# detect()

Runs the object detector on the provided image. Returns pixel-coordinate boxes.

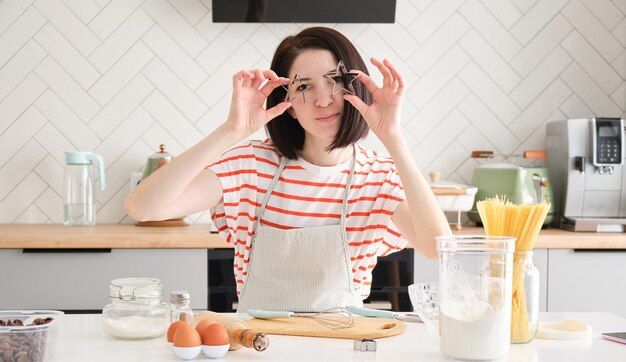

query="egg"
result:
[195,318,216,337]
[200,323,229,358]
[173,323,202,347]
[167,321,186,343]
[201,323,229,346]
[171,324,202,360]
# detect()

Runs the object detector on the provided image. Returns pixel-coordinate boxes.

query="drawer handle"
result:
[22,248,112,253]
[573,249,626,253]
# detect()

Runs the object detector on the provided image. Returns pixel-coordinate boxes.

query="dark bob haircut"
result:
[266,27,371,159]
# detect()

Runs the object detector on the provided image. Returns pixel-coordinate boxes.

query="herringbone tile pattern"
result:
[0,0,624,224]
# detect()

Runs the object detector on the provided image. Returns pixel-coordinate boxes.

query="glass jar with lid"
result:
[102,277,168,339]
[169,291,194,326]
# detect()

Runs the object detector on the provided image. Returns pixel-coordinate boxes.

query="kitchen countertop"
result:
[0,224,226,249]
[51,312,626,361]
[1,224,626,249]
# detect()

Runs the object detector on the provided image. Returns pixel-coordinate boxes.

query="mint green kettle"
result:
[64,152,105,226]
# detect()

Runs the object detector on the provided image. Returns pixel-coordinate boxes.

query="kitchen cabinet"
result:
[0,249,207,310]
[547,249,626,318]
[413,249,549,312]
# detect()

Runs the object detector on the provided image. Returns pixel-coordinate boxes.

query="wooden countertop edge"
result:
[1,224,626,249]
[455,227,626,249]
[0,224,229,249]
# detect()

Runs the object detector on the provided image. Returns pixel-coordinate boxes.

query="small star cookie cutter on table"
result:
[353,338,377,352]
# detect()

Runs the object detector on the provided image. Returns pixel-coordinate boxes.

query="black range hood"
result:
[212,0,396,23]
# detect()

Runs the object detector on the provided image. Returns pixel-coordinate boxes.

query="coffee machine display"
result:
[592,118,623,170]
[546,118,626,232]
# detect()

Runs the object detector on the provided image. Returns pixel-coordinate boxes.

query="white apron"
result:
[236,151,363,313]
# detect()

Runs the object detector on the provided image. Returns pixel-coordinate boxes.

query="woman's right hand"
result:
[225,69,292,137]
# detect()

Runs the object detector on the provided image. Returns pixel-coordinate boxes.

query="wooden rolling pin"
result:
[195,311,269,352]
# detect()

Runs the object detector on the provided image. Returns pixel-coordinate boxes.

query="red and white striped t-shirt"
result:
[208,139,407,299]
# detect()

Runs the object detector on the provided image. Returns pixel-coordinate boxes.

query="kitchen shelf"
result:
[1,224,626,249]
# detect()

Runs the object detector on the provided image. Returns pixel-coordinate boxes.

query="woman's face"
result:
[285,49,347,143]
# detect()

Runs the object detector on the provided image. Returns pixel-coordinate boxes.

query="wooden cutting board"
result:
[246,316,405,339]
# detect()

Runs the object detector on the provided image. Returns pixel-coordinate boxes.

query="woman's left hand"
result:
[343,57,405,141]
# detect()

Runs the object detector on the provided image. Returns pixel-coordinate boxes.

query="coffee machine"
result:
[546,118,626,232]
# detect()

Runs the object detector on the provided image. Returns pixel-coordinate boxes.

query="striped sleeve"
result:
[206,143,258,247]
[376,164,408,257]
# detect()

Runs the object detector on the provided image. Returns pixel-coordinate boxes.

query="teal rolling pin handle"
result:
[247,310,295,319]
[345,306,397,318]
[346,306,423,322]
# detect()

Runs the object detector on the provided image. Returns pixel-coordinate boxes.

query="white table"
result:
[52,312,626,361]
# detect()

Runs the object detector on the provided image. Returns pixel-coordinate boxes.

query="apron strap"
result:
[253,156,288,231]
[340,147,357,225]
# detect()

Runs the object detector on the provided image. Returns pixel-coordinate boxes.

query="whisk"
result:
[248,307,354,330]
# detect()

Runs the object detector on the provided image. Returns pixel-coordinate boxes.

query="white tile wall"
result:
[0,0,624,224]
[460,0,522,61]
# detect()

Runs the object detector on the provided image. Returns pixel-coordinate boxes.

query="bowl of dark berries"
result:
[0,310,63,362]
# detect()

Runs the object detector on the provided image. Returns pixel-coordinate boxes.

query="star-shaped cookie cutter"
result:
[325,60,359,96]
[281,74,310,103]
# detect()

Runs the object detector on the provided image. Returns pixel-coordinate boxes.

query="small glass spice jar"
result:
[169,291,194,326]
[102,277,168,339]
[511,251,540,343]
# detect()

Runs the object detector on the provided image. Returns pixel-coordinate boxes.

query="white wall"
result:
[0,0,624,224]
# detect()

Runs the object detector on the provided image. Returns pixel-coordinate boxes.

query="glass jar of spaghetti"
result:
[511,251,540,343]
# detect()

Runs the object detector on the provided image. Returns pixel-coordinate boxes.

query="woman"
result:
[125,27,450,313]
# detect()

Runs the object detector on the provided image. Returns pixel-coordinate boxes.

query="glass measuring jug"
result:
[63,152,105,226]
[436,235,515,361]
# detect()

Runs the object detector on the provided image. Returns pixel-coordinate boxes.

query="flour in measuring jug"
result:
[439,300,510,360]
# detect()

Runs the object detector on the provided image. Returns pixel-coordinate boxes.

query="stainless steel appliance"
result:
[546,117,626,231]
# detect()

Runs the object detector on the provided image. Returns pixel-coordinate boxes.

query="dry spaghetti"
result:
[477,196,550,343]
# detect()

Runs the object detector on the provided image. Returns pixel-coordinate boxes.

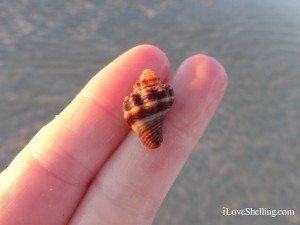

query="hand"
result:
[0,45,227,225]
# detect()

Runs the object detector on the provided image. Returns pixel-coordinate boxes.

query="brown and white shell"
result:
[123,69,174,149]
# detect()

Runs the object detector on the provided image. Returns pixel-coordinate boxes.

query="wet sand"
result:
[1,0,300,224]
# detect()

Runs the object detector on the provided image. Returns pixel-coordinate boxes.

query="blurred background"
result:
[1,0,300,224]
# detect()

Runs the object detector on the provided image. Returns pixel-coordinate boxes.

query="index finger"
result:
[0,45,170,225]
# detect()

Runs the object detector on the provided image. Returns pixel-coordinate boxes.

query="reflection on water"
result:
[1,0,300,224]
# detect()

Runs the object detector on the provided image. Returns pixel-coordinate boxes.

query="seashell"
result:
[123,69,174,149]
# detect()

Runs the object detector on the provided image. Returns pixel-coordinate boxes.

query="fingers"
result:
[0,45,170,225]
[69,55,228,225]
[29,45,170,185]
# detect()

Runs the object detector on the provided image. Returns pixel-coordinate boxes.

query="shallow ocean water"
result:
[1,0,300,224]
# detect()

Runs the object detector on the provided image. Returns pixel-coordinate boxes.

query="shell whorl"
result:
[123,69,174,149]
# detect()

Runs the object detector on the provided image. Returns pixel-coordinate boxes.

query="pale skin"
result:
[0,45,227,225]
-----
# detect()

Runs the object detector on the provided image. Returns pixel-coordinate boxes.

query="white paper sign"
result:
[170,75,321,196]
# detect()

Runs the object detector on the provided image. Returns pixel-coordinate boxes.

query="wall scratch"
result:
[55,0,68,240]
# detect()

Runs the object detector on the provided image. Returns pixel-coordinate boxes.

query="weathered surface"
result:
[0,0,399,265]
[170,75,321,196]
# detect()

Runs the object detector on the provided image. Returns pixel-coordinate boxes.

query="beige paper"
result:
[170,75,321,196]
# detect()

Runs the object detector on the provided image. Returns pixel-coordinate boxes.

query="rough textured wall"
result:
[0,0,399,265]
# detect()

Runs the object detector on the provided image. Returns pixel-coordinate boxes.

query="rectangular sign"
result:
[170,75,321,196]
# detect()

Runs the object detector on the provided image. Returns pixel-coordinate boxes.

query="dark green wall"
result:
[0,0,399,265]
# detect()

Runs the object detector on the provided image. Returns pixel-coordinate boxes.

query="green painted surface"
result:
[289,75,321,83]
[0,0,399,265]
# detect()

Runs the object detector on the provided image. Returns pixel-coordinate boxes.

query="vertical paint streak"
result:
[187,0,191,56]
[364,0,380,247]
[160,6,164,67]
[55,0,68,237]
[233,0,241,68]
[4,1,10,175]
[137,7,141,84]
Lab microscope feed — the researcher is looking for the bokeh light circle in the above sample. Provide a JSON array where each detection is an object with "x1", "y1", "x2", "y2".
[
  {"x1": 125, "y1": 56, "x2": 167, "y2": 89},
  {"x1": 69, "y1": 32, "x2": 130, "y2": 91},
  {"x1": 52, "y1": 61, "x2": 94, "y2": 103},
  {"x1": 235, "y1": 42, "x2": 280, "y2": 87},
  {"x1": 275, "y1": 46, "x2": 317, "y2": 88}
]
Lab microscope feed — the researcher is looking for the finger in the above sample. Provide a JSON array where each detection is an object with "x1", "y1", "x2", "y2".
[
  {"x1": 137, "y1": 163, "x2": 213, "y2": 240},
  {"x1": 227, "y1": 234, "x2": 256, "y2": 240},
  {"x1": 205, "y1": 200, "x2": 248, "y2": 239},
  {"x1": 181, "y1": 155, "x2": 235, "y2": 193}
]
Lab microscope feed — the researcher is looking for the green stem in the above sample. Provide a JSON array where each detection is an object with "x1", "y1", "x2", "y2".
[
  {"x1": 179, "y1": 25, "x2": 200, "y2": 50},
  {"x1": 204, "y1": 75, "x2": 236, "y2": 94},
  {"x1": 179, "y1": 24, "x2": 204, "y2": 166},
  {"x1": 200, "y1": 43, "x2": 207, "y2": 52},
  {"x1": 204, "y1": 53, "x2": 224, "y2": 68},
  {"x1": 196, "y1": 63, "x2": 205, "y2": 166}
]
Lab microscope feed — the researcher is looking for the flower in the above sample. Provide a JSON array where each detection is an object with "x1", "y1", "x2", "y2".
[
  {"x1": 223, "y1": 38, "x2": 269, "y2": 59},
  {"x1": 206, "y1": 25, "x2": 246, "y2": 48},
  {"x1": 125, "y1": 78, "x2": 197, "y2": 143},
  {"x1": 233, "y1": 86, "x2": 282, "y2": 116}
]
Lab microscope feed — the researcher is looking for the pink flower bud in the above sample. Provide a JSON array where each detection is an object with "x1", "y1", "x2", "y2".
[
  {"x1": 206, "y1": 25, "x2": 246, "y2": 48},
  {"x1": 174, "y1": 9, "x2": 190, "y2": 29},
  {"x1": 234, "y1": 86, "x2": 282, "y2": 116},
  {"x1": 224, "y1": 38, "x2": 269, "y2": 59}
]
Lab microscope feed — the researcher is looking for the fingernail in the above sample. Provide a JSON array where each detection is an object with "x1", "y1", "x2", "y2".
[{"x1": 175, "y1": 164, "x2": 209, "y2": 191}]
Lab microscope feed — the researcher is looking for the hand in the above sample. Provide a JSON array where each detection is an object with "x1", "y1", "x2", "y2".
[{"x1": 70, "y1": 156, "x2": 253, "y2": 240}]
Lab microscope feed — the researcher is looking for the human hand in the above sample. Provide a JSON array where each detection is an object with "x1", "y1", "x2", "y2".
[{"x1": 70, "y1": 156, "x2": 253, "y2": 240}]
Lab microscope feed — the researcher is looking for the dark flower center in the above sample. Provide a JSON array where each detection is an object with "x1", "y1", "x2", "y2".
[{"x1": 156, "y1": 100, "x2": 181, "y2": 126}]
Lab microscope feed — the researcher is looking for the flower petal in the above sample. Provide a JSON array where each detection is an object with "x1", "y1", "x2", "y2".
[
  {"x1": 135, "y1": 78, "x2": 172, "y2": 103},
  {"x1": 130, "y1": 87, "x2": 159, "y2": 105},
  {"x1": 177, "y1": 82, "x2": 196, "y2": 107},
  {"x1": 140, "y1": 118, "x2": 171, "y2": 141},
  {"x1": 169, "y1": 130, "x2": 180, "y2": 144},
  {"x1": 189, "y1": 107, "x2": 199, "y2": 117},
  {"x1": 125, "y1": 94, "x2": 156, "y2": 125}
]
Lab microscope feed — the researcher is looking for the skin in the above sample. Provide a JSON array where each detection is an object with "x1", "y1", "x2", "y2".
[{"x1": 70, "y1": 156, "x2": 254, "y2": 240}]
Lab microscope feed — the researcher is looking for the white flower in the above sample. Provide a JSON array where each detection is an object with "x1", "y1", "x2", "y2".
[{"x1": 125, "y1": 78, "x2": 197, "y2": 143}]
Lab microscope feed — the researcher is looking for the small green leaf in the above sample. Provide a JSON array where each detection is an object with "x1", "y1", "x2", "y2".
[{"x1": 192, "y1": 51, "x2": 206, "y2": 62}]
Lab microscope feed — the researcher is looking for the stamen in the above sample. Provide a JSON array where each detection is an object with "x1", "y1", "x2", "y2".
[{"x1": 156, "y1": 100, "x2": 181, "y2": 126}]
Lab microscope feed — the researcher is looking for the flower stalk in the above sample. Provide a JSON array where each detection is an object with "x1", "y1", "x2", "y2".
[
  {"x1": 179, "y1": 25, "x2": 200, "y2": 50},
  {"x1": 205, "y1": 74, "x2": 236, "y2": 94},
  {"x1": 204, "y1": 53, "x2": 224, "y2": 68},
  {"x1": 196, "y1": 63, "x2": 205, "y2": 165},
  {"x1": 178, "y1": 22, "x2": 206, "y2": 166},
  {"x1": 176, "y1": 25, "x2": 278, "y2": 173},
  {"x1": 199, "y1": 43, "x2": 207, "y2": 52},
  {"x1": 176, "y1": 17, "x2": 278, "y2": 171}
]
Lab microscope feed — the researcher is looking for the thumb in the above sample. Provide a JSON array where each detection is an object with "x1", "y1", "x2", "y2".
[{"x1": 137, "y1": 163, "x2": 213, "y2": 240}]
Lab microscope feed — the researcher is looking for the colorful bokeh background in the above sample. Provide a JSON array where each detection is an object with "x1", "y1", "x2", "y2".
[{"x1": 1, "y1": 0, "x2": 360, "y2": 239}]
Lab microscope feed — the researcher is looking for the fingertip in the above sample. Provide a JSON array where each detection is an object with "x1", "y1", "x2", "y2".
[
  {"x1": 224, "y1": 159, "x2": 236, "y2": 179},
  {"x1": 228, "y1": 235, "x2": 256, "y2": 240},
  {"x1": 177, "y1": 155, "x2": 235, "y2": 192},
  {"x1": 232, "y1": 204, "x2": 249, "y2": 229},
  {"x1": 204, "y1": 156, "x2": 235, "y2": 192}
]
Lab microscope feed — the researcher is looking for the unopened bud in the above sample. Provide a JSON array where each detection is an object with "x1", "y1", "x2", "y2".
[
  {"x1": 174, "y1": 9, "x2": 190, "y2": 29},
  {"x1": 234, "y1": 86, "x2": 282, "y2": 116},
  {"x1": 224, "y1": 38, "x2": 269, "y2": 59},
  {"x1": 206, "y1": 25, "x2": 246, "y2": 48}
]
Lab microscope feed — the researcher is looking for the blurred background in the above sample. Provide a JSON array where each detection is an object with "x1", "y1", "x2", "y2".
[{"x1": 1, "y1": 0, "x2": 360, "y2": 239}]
-----
**What needs to be done**
Lines in the material above that include the string "paper" should be listed.

**Solution to the problem**
query="white paper sign"
query="beige paper"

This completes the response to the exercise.